Document text -
--

2018 Russian resupply spaceflight to the ISS

Progress MS-10 (Прогресс МC-10), identified by NASA as Progress 71P, was a Progress spaceflight operated by Roscosmos to resupply the International Space Station (ISS). This was the 162nd flight of a Progress spacecraft.

== History ==
The Progress-MS is an uncrewed freighter based on the Progress-M featuring improved avionics. This improved variant first launched on 21 December 2015. It has the following improvements:

- New external compartment that enables it to deploy satellites. Each compartment can hold up to four launch containers. First time installed on Progress MS-03.
- Enhanced redundancy thanks to the addition of a backup system of electrical motors for the docking and sealing mechanism.
- Improved Micrometeoroid (MMOD) protection with additional panels in the cargo compartment.
- Luch Russian relay satellites link capabilities enable telemetry and control even when not in direct view of ground radio stations.
- GNSS autonomous navigation enables real time determination of the status vector and orbital parameters dispensing with the need of ground station orbit determination.
- Real time relative navigation thanks to direct radio data exchange capabilities with the space station.
- New digital radio that enables enhanced TV camera view for the docking operations.
- The Ukrainian Chezara Kvant-V on board radio system and antenna/feeder system has been replaced with a Unified Command Telemetry System (UCTS).

--

Task item A -
From the Progress MS-10 text, extract the passage that begins at the words "- New external" and stops after "on Progress MS-03.", copied word for word.
Task item B -
In the Progress MS-10 text, rewrite the paragraph that begins "Progress MS-10 (Прогресс МC-10), identified by NASA" as a short bulleted list of its main facts.

Data for review -

--

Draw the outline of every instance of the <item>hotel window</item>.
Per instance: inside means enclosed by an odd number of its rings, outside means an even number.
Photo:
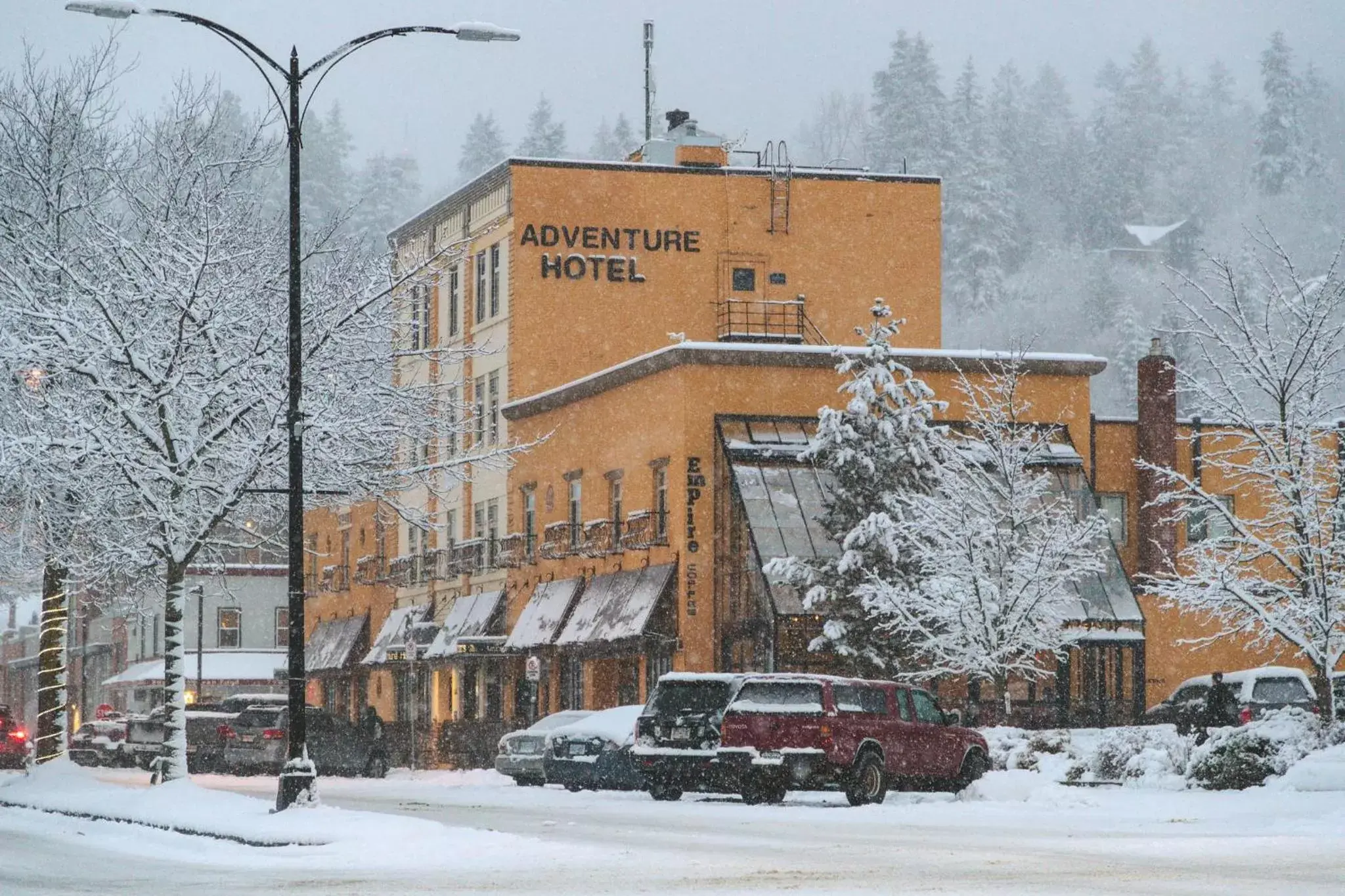
[[[1107,519],[1107,527],[1111,529],[1111,540],[1116,544],[1126,543],[1126,496],[1124,494],[1099,494],[1098,496],[1098,509]]]
[[[570,480],[570,548],[578,549],[584,537],[584,482],[580,478]]]
[[[500,313],[500,244],[491,246],[491,317]]]
[[[289,646],[289,607],[276,607],[276,646]]]
[[[1233,513],[1233,496],[1232,494],[1215,494],[1210,496],[1223,505],[1224,510],[1229,514]],[[1221,541],[1233,535],[1233,527],[1228,519],[1205,506],[1196,506],[1186,513],[1186,540],[1190,543],[1196,541]]]
[[[215,617],[215,646],[242,645],[243,611],[238,607],[219,607]]]
[[[607,517],[612,521],[612,544],[609,547],[613,551],[620,551],[624,513],[621,510],[621,474],[619,472],[608,473]]]
[[[460,278],[461,269],[453,265],[448,271],[448,334],[457,336],[460,329],[459,316],[461,314],[463,305],[463,285]]]
[[[491,498],[486,504],[486,566],[495,568],[495,543],[500,532],[500,501]]]
[[[668,537],[668,469],[659,466],[654,469],[654,540],[666,541]]]
[[[472,390],[476,403],[476,445],[486,442],[486,377],[477,376]]]
[[[537,492],[523,492],[523,549],[529,563],[537,556]]]
[[[584,661],[569,658],[561,662],[561,708],[584,708]]]
[[[482,544],[476,545],[476,570],[484,570],[486,568],[484,545],[488,544],[486,539],[490,537],[487,535],[488,529],[486,528],[486,501],[477,501],[476,506],[472,508],[472,529],[473,529],[472,536],[482,541]]]
[[[459,402],[457,387],[448,390],[448,396],[444,402],[444,420],[447,426],[444,427],[444,450],[448,457],[455,457],[457,454],[457,402]]]
[[[486,320],[486,253],[476,253],[476,324]]]
[[[487,414],[491,420],[491,445],[499,445],[500,441],[500,372],[491,371],[490,379],[487,380],[487,398],[490,399],[490,406]]]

--

Written reply A -
- New external compartment that enables it to deploy satellites. Each compartment can hold up to four launch containers. First time installed on Progress MS-03.

Written reply B -
- Mission: Progress MS-10 (Прогресс МC-10), designated Progress 71P by NASA
- Operator: Roscosmos
- Purpose: resupplying the International Space Station (ISS)
- Place in series: the 162nd flight of a Progress spacecraft